◆ **Work instructions**:
**A)** Print the passage of the discussion of government policies starting with "Not quite. The" and going on through "was heavily autocratic.".
**B)** In the discussion of government policies, which game is named as having sliders?

◆ **Document**:
----------------

1. You are assuming the player controls the government, but there is some 'rest of society' they do not control.
Not quite. The player controls a few key aspects of the government and society, but not the rest.
But the model we have of society is heavily abstracted.
You are insisting on black and white definition
Yes, I am insisting on black and white definitions, because these are the only way things make sense.
We don't have sliders (like in Europa Universalis, where there is a sliding scale for say Centralization). We have policies that are On or Off.
It wouldn't make sense for a society that was only *a little* autocratic to get the same benefits from autocracy as a society that was heavily autocratic.
It wouldn't make sense for a society that had a virtually powerless constitutional monarch to get the same benefits from Monarchy as it would a society that had an absolute hereditary leader.
It wouldn't make sense that a society that had free religion/tolerance for everyone had the same benefits from free religion as a society that allowed free religion for only a select group of 5% of the population, and forced everyone else to be part of the State Church.
etc.
Democracy.. 'all power rests in the hands of the people' doesn't exist... Most of the power, maybe all the 'legal' power... but never ALL the power (maybe if you have mob rule and everyone is equally eloquent, rich, and well armed.. but that wouldn't be anything like democracy as we understand it)
Democracy means that power rests in the hand of people and their elected officials, and that those elected officials can be removed at the will of the people.
Bejing controlled China, the US and France are all "Free Religion" societies (its in their constitutions).... but they all act Drastically differently in terms of religion
No they're not. China does not have free religion.
But even take Universal Suffrage... that doesn't imply pure democracy, it just means everyone has a vote... it doesn't say how much weight their votes have...

----------------

◆ **Supplied data**:
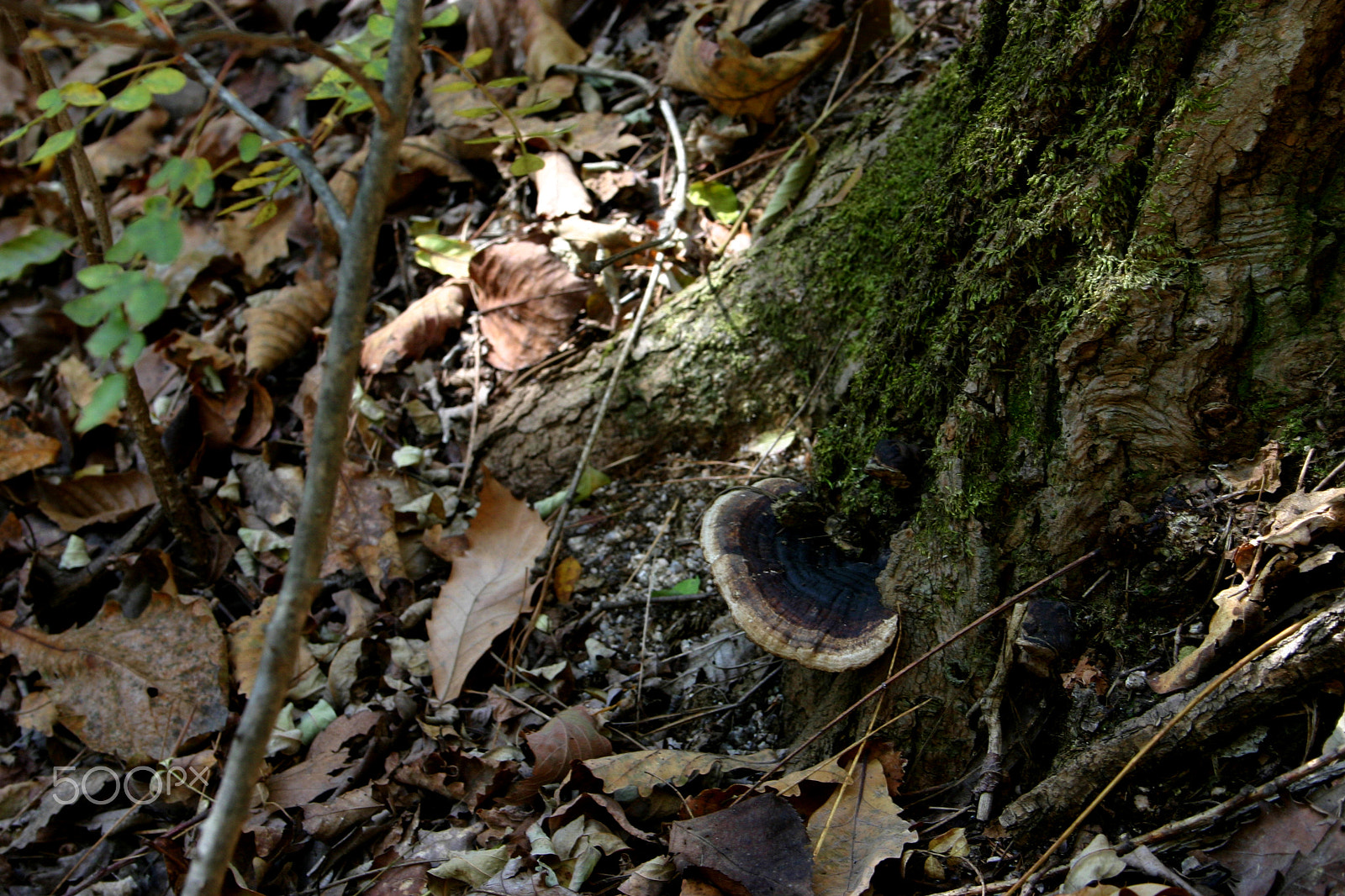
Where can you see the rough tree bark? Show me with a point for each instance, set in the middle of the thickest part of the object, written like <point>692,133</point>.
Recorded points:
<point>1100,252</point>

----------------

◆ **Responses per task**:
**A)**
Not quite. The player controls a few key aspects of the government and society, but not the rest.
But the model we have of society is heavily abstracted.
You are insisting on black and white definition
Yes, I am insisting on black and white definitions, because these are the only way things make sense.
We don't have sliders (like in Europa Universalis, where there is a sliding scale for say Centralization). We have policies that are On or Off.
It wouldn't make sense for a society that was only *a little* autocratic to get the same benefits from autocracy as a society that was heavily autocratic.

**B)** Europa Universalis